5 Juin 2010
Le Parisien de mercredi annonçait en première page une interview décoiffante de Gérard Depardieu. Je n’ai pas été déçu. Il embrasse large le Gérard quand il se laisse aller à causer. Excessif, mal élevé, touche à tout sensible et généreux, ses vies éclectiques et intenses confèrent une résonnance particulière à ses déclarations. Il dit d’ailleurs au cours de cet échange avoir lu beaucoup d’excellents livres qu’il a pour la plupart complètement oubliés depuis et qu’en revanche les situations qu’il a vécues restent gravées à jamais dans sa mémoire et le constituent bien plus. D’évidence, ça se ressent et c’est ce qui incite si vivement à s’approcher pour écouter.
J’ai aussi ce souvenir précis des instants vécus, des rencontres, des témoignages d’expériences singulières. Inconsciemment sans doute, savoir cela me pousse à me mettre en situation pour apprendre, stimuler mes intuitions et trouver des réponses aux questions que je me pose. C’est à cela que je pensais mercredi soir dans le TGV qui m’amenait à Annecy pour y rencontrer une nouvelle fois les producteurs de Savoie en même temps que j’allais participer à une journée Bio sur le site du verger expérimental du lycée agricole de Poisy. « N’y allez pas », m’avait-on pourtant sincèrement conseillé, « vous n’y apprendrez rien ».

> _Votre consigne_:
Retapez s'il vous plaît mot pour mot le passage du texte daté du 5 juin 2010 qui commence aux mots « 5 Juin 2010 » et s'arrête après « s’approcher pour écouter. ».

> _Extrait de données_:

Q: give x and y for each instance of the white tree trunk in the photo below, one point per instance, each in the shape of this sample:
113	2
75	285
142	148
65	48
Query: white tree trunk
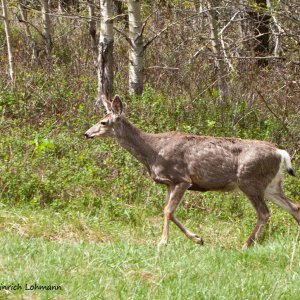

> _Votre réponse_:
5 Juin 2010
Le Parisien de mercredi annonçait en première page une interview décoiffante de Gérard Depardieu. Je n’ai pas été déçu. Il embrasse large le Gérard quand il se laisse aller à causer. Excessif, mal élevé, touche à tout sensible et généreux, ses vies éclectiques et intenses confèrent une résonnance particulière à ses déclarations. Il dit d’ailleurs au cours de cet échange avoir lu beaucoup d’excellents livres qu’il a pour la plupart complètement oubliés depuis et qu’en revanche les situations qu’il a vécues restent gravées à jamais dans sa mémoire et le constituent bien plus. D’évidence, ça se ressent et c’est ce qui incite si vivement à s’approcher pour écouter.